Textausschnitt:
Ende des neunzehnten Jahrhunderts verdichten sich die Pläne einen Kanal von der Nordsee zur Ostsee zu bauen. Vier Frauen sind auf unterschiedliche Weise mit dem Bauwerk verbunden. Beu Mimi Dahlström handelt es sich um die Tochter des Planers. Sanne ist eine junge Frau mit großen Träumen, sie möchte die Entwürfe für den Kanal fertigen und eigentlich auch mitbauen. Justine dagegen zieht es zu Handel und Wandel, ihr Großvater eröffnete einen liebevoll eingerichteten Trödelladen, den Justine gleichzeitig modernisieren und in Ehren halten möchte. Regina ist gezwungen eine Ehe einzugehen, die sie nicht wollte. Dennoch bleibt sie immer geradlinig und ehrlich.

Dateneinträge:
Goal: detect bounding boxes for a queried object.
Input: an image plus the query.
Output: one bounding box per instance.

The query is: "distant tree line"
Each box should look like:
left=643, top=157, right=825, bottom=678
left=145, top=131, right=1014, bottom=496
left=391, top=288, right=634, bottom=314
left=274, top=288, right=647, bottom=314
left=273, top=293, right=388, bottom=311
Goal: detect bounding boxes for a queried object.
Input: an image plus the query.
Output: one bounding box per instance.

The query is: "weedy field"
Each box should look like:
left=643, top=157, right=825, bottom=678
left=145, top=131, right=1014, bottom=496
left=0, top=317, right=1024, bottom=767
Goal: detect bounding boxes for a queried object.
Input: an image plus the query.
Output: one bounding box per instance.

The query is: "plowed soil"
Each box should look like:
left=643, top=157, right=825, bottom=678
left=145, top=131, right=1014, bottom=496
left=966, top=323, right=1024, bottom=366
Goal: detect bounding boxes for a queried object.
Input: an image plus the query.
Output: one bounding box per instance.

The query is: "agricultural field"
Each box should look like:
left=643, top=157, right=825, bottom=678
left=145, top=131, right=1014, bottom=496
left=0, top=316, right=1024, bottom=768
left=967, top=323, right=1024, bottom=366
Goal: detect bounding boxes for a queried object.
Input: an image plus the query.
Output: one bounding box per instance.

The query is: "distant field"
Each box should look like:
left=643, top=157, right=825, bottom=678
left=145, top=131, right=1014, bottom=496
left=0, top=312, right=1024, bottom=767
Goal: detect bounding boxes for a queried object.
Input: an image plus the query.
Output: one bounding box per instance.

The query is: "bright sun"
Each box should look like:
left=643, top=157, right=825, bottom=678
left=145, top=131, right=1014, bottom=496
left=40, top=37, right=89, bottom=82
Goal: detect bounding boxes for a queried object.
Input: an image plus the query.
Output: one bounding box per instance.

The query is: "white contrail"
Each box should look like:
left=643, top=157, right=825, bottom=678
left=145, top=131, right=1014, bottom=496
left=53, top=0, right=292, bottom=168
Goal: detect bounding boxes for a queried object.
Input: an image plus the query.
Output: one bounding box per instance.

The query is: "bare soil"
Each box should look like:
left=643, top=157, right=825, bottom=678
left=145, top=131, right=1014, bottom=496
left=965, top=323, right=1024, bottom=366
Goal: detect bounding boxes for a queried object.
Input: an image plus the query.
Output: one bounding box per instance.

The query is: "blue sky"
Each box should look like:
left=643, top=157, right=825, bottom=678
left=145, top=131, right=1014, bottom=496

Aufgabenstellung:
1. Was hat Justines Großvater laut dem Textausschnitt über den Kanalbau eröffnet?
2. Fass den Textausschnitt über den Kanalbau in zwei Sätzen zusammen.
3. Führ den Textausschnitt über die vier Frauen und den Kanalbau an der Stelle weiter, an der er aufhört.

Die Antworten:
1. Einen liebevoll eingerichteten Trödelladen.

2. Ende des neunzehnten Jahrhunderts werden die Pläne für einen Kanal von der Nordsee zur Ostsee konkreter, und vier Frauen sind auf unterschiedliche Weise mit diesem Bauwerk verbunden. Mimi Dahlström ist die Tochter des Planers, Sanne möchte die Entwürfe für den Kanal fertigen und mitbauen, Justine will den Trödelladen ihres Großvaters modernisieren und zugleich in Ehren halten, und Regina muss eine Ehe eingehen, die sie nicht wollte.

3.
Der Bau einer künstlichen Wasserstraße ist auch heute noch ein großes Projekt, schon der Neubau einer Schleuse kann Jahre dauern. Wie muss es da erst vor mehr als hundert Jahren gewesen sein. Da ist es beinahe selbstverständlich, dass sich die Geschichte eines solch riesigen Bauwerks nicht in ein Buch zwängen lässt. Bei dem vorliegenden Band handelt es sich um den ersten Teil einer Trilogie. Hier geht es zum einen um den Beginn von Planung und Bau des Kanals. Gleichzeitig lernt man die vier Frauen kennen, deren Schicksale auf unterschiedliche Weise mit dem Bau verbunden sind. Vier junge Frauen, die etwas erreichen wollen im Leben, denen die Zeit und das Leben etliche Steine in den Weg legen.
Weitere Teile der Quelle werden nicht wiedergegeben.